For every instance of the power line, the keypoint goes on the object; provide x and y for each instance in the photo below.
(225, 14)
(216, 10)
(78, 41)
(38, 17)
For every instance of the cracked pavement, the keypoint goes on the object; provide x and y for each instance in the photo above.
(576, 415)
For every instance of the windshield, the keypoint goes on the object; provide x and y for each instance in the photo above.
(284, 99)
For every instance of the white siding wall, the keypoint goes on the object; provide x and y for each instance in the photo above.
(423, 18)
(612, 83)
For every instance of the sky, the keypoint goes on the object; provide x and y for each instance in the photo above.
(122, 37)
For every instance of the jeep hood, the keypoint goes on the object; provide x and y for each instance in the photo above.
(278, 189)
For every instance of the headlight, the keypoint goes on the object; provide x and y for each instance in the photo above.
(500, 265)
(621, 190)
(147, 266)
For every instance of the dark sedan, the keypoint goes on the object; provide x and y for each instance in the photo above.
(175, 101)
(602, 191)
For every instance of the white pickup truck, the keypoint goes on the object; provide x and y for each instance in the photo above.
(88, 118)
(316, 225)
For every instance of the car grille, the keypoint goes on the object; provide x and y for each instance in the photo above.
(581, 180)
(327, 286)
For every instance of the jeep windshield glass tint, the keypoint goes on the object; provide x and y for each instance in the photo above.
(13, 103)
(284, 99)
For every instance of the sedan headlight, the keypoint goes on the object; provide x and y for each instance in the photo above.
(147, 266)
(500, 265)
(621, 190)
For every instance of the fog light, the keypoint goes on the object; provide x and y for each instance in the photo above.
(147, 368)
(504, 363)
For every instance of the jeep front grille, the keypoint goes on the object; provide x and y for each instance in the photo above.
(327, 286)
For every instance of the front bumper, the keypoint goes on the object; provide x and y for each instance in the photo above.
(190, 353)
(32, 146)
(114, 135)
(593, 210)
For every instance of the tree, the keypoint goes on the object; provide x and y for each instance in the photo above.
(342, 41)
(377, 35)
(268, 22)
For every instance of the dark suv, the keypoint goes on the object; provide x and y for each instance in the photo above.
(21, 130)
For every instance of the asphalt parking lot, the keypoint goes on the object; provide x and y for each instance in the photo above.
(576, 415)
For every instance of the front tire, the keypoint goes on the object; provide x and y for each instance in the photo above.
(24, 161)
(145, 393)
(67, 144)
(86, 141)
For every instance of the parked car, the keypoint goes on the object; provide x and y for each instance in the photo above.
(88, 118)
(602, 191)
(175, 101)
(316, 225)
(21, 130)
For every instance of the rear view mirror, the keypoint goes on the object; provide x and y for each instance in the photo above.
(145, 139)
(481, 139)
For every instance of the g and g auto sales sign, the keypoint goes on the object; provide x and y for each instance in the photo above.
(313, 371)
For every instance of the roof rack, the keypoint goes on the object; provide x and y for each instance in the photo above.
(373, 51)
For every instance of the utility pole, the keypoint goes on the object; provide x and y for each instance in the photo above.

[TO DO]
Locate the line that contains "For every instance of the roof", then please quote it and every line after it to the end of the entries above, exactly and with nothing else.

[RESPONSE TO THE TASK]
For every instance of the roof rack, the keypoint goes on the object; provide x and y for each instance in the photo above.
(373, 51)
For every instance of the utility pole, the keypoint goes on the object; provide x and y for each instance in the photo above.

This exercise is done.